**抜粋本文**:

---+---

公布「石綿障害予防規則等の改正」(石綿対策の規制強化)

2020年7月1日「石綿障害予防規則等の一部を改正する省令」が公布された。

石綿等が使用されている建築物の老朽化による解体等の工事は増加することが予想され、一層の石綿ばく露防止対策等の充実が求められていることから、解体・改修作業に係る労働者の石綿ばく露防止対策を強化するために、石綿障害予防規則、労働安全衛生規則について所要の改正(事前調査の強化等)を行うもの。

詳細は、下記資料参照。

●【概要】石綿障害予防規則等の一部を改正する省令案(概要)
●石綿障害予防規則等の一部を改正する省令(新旧対照表)
●石綿障害予防規則等の一部を改正する省令等の施行について(通知・令和2年8月4日)
●建築物の解体・改修等における石綿ばく露防止対策等検討会報告書(令和2年4月14日)
●【通知】石綿障害予防規則等の一部を改正する省令等の施行について(令和2年8月4日基発0804第8号)
●【通知】石綿障害予防規則第3条第6項の規定に基づき厚生労働大臣が定める者に係る具体的事項について(令和2年9月1日0901第10号)


改正の概要

1.石綿障害予防規則

工事開始前の石綿の有無の調査
  • 事前調査方法の明確化【2021.4.1施行】
    • 工事対象となる全ての部材について、設計図書等の確認及び目視による確認の必須化等(則3第2項・3項)
  • 事前調査・分析調査結果の記録等【2021.4.1施行】
    • 記録項目の明確化・3年保存・作業場への備え付け等(則3第5項)
  • 建築物の事前調査・分析調査を行う者の要件 【2023.10.1施行】
    • 事前調査及び分析調査を行う者の要件を新設(一定の講習修了者又は同等以上の知識・経験を有する者等。告示で定める)(則3第4項・6項)
  • 吹付け材(レベル1)に対するみなし規定の適用【2021.4.1施行】
    • 石綿が含有しているとみなして措置を講じる場合の分析調査不要(則3第4項)

工事開始前の労働基準監督署への届出
  • 作業計画の届出(対象拡大)【2021.4.1施行】
    • 石綿が含まれている保温材等(レベル2)の除去等工事の計画を、14日前までに労働基準監督署に届出(則4)※従来は石綿含有吹付け材(レベル1のみ対象)
  • 事前調査結果の報告 【2022.4.1施行】
    • 一定規模以上の建築物・特定の工作物の解体等の工事は、石綿の有無に関わりなく事前調査の結果等を所轄労働基準監督署長へ電子システムにより報告(工事開始前まで)(則4の2)
【対象工事】
※解体部分の床面積が80m2以上建築物の解体工事
※請負金額が100万円以上建築物の改修工事
※請負金額が100万円以上特定の工作物の解体工事/改修工事

吹付石綿・石綿含有保温材等の除去工事に対する規制
  • 集じん・排気装置の初回時・変更時の点検【2021.4.1施行】
    • 隔離場所の集じん・排気装置に、設置場所など何らかの変更を加えたときにも、排気口からの石綿等の粉じんの漏えいの有無を点検(則6第2項第6号)

---+---

**提供データ**:
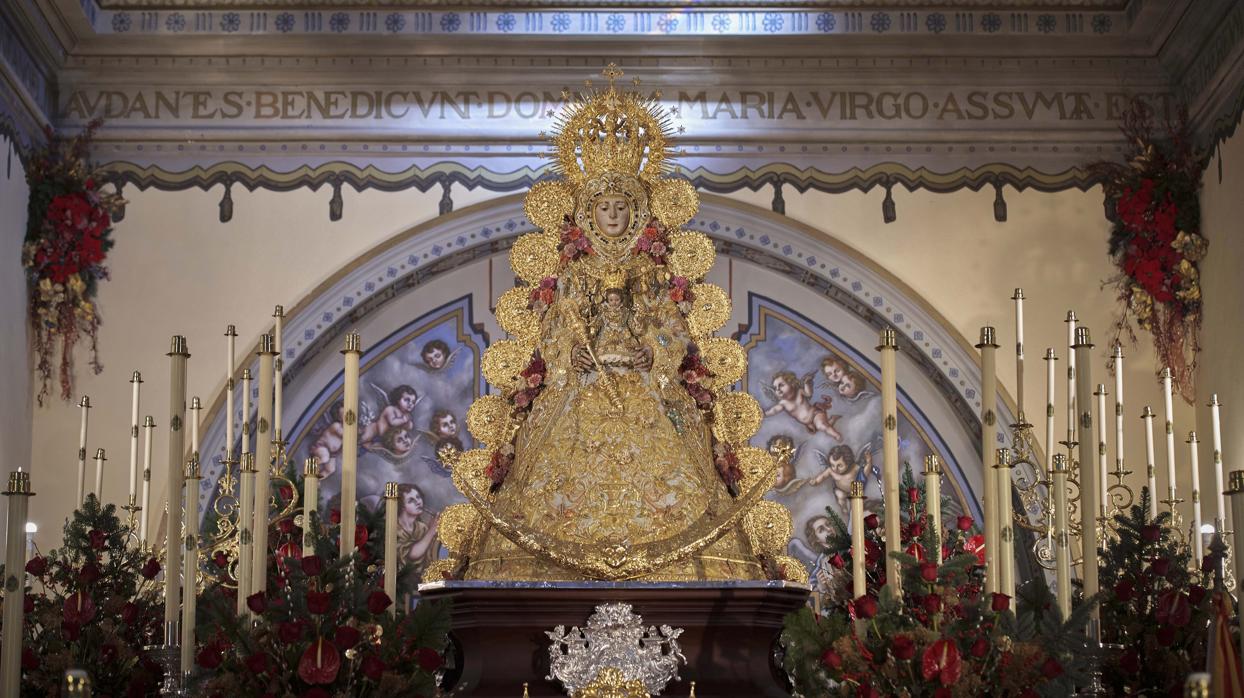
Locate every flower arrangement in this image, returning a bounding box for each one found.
[0,494,164,697]
[782,470,1091,698]
[1091,101,1208,403]
[22,121,124,404]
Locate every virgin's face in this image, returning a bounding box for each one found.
[592,194,631,238]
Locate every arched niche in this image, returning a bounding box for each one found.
[191,194,1026,582]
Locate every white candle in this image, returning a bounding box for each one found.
[877,327,903,598]
[925,454,942,565]
[384,483,402,616]
[1092,383,1110,518]
[138,414,156,549]
[851,480,868,598]
[234,452,255,616]
[0,468,32,698]
[129,371,143,503]
[1075,327,1103,622]
[1054,453,1071,620]
[164,335,190,632]
[302,455,318,552]
[1141,404,1158,518]
[250,335,276,593]
[1162,368,1177,505]
[340,332,362,557]
[977,327,1001,592]
[1209,393,1230,531]
[77,396,91,506]
[1188,432,1205,559]
[95,448,108,506]
[994,448,1015,598]
[182,455,199,676]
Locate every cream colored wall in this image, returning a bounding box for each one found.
[24,177,1189,547]
[0,136,31,542]
[1197,116,1244,526]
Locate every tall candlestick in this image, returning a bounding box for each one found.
[877,327,903,597]
[1054,453,1071,620]
[93,448,108,506]
[234,452,255,616]
[925,454,942,565]
[851,480,865,598]
[164,335,190,628]
[272,306,285,440]
[1209,393,1230,525]
[302,455,318,549]
[1141,404,1159,519]
[1011,289,1024,413]
[182,454,200,676]
[1162,368,1177,514]
[250,335,276,593]
[240,368,250,453]
[384,483,402,616]
[77,396,91,506]
[129,371,143,504]
[994,448,1015,598]
[1074,327,1102,623]
[1187,432,1205,559]
[977,327,1001,592]
[1092,383,1110,518]
[138,414,156,549]
[0,468,35,698]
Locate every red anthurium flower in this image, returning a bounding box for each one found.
[921,638,963,686]
[299,637,341,686]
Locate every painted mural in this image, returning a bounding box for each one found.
[292,296,486,574]
[736,294,964,590]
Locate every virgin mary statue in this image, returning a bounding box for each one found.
[424,66,802,581]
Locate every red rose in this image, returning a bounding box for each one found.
[889,635,916,659]
[26,555,47,577]
[414,647,444,673]
[332,626,362,652]
[367,590,393,616]
[363,654,387,683]
[851,596,877,618]
[821,649,842,669]
[246,591,267,615]
[302,555,323,577]
[921,638,963,686]
[246,651,267,674]
[141,557,160,580]
[299,637,341,686]
[307,591,332,616]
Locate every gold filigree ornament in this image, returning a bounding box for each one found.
[774,555,811,585]
[667,230,717,280]
[522,182,575,234]
[687,284,730,337]
[437,504,479,554]
[652,179,699,230]
[510,233,561,284]
[713,392,764,444]
[493,286,540,341]
[699,337,748,389]
[479,340,535,391]
[743,499,795,557]
[467,394,510,445]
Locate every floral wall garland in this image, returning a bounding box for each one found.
[1091,101,1208,403]
[21,121,124,404]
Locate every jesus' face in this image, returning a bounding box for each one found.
[592,194,631,238]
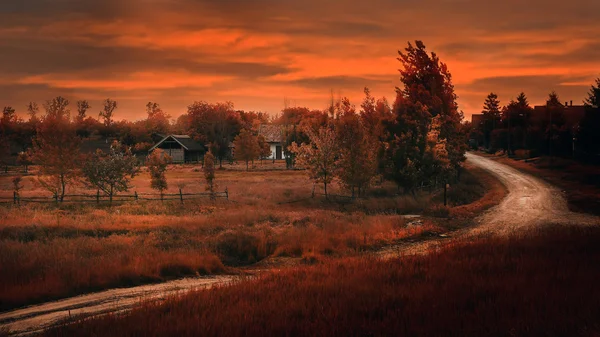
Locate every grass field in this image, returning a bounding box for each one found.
[45,226,600,336]
[0,163,503,310]
[480,151,600,215]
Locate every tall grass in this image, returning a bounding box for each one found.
[0,166,500,310]
[46,228,600,336]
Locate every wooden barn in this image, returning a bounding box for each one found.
[258,124,285,159]
[149,135,206,163]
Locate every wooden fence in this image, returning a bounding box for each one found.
[0,188,229,204]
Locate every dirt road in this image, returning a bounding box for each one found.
[378,153,600,258]
[0,276,237,335]
[0,154,600,334]
[467,153,600,233]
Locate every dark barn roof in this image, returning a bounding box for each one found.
[149,135,206,151]
[79,138,114,153]
[258,124,281,143]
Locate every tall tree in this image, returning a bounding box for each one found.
[481,92,501,148]
[146,148,171,200]
[396,41,467,178]
[360,88,392,180]
[77,100,92,122]
[335,98,378,197]
[145,102,171,136]
[203,151,217,200]
[27,102,40,121]
[187,101,241,167]
[502,92,533,153]
[233,129,260,171]
[257,135,271,164]
[290,127,338,199]
[33,96,80,201]
[577,78,600,158]
[81,141,139,204]
[98,98,117,128]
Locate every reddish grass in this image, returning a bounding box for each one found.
[45,228,600,336]
[450,163,508,218]
[480,152,600,215]
[0,166,494,310]
[0,236,225,310]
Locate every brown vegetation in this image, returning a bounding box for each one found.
[0,162,496,310]
[46,227,600,336]
[482,156,600,215]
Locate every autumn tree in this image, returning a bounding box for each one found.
[98,98,117,136]
[386,96,431,192]
[388,41,467,191]
[360,88,392,180]
[144,102,171,134]
[75,100,92,138]
[335,98,378,197]
[290,127,338,199]
[33,96,80,201]
[81,141,139,204]
[203,151,216,200]
[233,129,260,171]
[185,101,241,167]
[27,102,40,121]
[481,92,501,148]
[257,135,272,163]
[577,78,600,157]
[12,176,23,203]
[17,149,33,173]
[502,92,533,153]
[76,100,90,122]
[146,148,171,200]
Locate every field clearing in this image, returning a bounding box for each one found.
[0,163,502,310]
[45,226,600,336]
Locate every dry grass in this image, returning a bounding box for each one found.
[0,165,502,310]
[46,228,600,336]
[480,152,600,215]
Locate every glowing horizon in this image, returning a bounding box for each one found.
[0,0,600,120]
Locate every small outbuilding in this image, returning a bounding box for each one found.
[258,124,284,159]
[149,135,206,164]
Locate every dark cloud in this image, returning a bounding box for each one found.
[288,75,397,89]
[0,35,293,79]
[457,75,592,112]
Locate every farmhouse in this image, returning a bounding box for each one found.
[258,124,284,159]
[149,135,206,163]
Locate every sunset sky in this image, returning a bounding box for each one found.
[0,0,600,119]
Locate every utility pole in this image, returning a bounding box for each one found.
[506,113,510,157]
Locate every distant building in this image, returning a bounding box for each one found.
[531,101,585,127]
[471,114,484,130]
[258,124,284,159]
[148,135,206,163]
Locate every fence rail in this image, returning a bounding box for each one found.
[0,188,229,204]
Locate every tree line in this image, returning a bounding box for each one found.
[1,41,469,198]
[470,78,600,161]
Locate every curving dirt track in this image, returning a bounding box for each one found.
[467,153,600,233]
[0,154,600,335]
[0,276,238,335]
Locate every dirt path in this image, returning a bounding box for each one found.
[0,276,239,335]
[379,153,600,258]
[0,154,600,334]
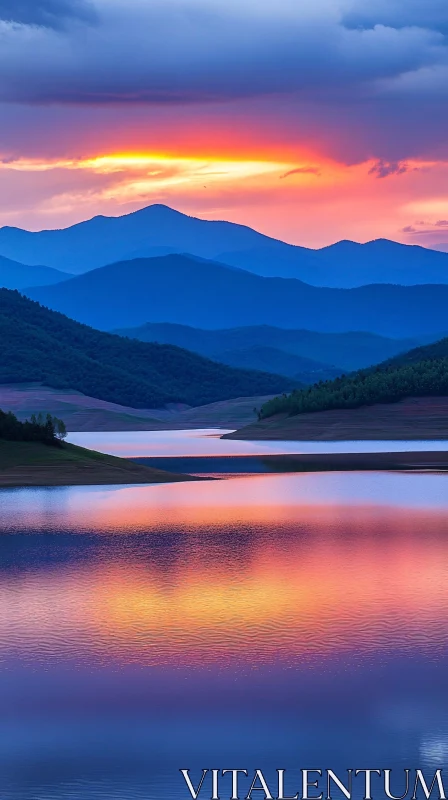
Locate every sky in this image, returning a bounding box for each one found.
[0,0,448,247]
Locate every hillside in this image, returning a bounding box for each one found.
[27,255,448,338]
[224,397,448,444]
[0,289,291,408]
[0,383,272,431]
[0,205,275,273]
[0,205,448,288]
[384,337,448,367]
[0,439,194,487]
[217,239,448,289]
[248,338,448,420]
[214,347,343,383]
[114,322,418,372]
[0,256,69,289]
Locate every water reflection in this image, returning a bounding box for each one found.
[68,428,447,458]
[0,473,448,800]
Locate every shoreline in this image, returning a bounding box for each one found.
[133,445,448,476]
[0,440,200,489]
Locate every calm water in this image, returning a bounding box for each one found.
[68,428,447,458]
[0,473,448,800]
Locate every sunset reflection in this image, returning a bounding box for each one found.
[0,476,448,667]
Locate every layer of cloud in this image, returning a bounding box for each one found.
[342,0,448,33]
[0,0,447,103]
[369,158,409,178]
[0,0,96,30]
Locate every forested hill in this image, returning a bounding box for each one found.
[260,338,448,419]
[0,289,293,408]
[383,337,448,367]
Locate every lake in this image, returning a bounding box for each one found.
[0,434,448,800]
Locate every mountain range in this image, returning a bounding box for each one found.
[0,205,448,288]
[114,322,420,376]
[0,256,68,289]
[0,289,295,408]
[27,255,448,338]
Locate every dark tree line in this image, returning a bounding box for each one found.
[259,358,448,419]
[0,410,67,445]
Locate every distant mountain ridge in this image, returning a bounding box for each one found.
[0,205,448,288]
[0,256,69,289]
[0,289,294,408]
[114,323,419,374]
[27,255,448,338]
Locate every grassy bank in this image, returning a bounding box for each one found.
[224,397,448,442]
[0,440,194,487]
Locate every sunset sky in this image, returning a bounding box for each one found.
[0,0,448,247]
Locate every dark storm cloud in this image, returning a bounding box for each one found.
[369,158,409,178]
[0,0,95,30]
[0,0,446,104]
[0,0,448,164]
[342,0,448,33]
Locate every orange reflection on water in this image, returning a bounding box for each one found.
[0,480,448,666]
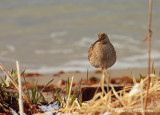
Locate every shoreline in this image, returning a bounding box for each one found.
[23,67,160,85]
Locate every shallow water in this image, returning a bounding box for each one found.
[0,0,160,74]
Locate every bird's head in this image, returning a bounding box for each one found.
[92,33,110,47]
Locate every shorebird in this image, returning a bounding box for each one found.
[88,33,117,86]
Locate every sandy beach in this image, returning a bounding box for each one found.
[26,67,160,85]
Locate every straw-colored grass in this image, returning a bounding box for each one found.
[53,74,160,115]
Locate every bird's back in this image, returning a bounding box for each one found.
[88,38,116,69]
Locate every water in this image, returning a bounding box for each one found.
[0,0,160,74]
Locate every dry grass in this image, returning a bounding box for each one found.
[54,74,160,115]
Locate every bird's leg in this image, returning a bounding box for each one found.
[100,68,108,93]
[104,68,109,92]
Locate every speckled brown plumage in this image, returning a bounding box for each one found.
[88,33,116,69]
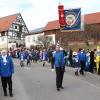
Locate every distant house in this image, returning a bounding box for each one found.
[0,13,29,49]
[44,12,100,47]
[25,27,44,48]
[25,27,55,48]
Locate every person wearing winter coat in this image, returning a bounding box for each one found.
[0,50,14,97]
[89,51,95,73]
[19,50,26,67]
[78,50,87,75]
[54,45,65,91]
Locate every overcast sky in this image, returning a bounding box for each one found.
[0,0,100,30]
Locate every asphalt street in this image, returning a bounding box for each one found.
[0,60,100,100]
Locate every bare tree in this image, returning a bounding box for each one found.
[37,35,53,48]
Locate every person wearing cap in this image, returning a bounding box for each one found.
[0,50,14,97]
[54,45,65,91]
[78,49,87,75]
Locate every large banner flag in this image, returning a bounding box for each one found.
[59,8,82,31]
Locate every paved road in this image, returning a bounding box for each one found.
[0,61,100,100]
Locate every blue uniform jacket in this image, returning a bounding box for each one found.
[0,55,14,77]
[54,51,66,67]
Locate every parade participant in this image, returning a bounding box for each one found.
[89,51,95,73]
[95,46,100,75]
[54,44,65,91]
[78,49,87,75]
[0,50,14,97]
[42,48,47,67]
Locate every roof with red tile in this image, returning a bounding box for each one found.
[0,14,17,32]
[44,12,100,31]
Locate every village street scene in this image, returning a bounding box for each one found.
[0,0,100,100]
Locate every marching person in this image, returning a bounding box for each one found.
[19,50,26,67]
[42,48,47,67]
[54,44,65,91]
[0,50,14,97]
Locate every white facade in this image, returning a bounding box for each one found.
[0,14,29,49]
[25,33,55,48]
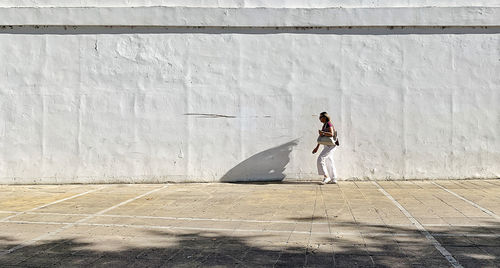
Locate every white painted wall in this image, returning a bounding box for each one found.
[0,5,500,183]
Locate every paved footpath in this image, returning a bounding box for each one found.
[0,180,500,267]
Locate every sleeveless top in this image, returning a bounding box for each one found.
[321,122,333,132]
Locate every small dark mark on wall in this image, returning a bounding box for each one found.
[184,113,236,118]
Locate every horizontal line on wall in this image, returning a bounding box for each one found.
[0,25,500,35]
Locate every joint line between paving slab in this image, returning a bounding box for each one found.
[0,185,168,257]
[432,182,500,220]
[0,186,107,222]
[372,181,463,268]
[4,221,500,238]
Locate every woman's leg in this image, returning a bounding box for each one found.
[317,146,335,183]
[326,146,337,181]
[316,146,328,178]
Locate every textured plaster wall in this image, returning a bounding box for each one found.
[0,7,500,183]
[0,0,500,8]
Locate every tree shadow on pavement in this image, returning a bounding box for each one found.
[0,219,500,267]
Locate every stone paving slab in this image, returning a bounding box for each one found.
[0,180,500,267]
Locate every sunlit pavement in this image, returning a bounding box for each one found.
[0,180,500,267]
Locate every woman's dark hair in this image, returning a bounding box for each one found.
[319,112,330,122]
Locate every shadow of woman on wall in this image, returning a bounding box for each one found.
[220,139,299,182]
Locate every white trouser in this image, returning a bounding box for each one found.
[318,145,337,179]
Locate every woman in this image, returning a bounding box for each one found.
[313,112,337,184]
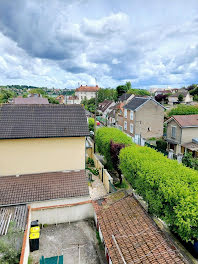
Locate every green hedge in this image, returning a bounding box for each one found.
[168,105,198,116]
[119,146,198,241]
[95,127,133,168]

---+---

**指示**:
(a) 石綿規則改正に関する抜粋本文によると、「石綿障害予防規則等の一部を改正する省令」が公布されたのはいつか。
(b) 記録の中で「Locate every white candle」を含む行から「[1197,116,1244,526]」を含む行まで(両端の行を含む)を、「cream colored wall」を「beige wall」に置き換えて、ほかは変えずに書き直してください。

**各課題の解答**:
(a) 2020年7月1日です。

(b)
Locate every white candle in this image, returning a bounding box for each one found.
[877,327,903,598]
[925,454,942,565]
[384,483,402,616]
[1092,383,1110,518]
[138,414,156,549]
[851,480,868,598]
[234,452,255,616]
[0,468,32,698]
[129,371,143,503]
[1075,327,1103,622]
[1054,453,1071,620]
[164,335,190,632]
[302,455,318,552]
[1141,404,1158,518]
[250,335,276,593]
[1162,368,1177,505]
[340,332,362,557]
[977,327,1001,592]
[1209,393,1230,531]
[77,396,91,506]
[1188,432,1205,559]
[95,448,108,506]
[994,448,1015,598]
[182,455,199,676]
Locate every beige wall in this image, returning a bounding box for each one found.
[24,177,1189,547]
[0,136,31,542]
[1197,116,1244,526]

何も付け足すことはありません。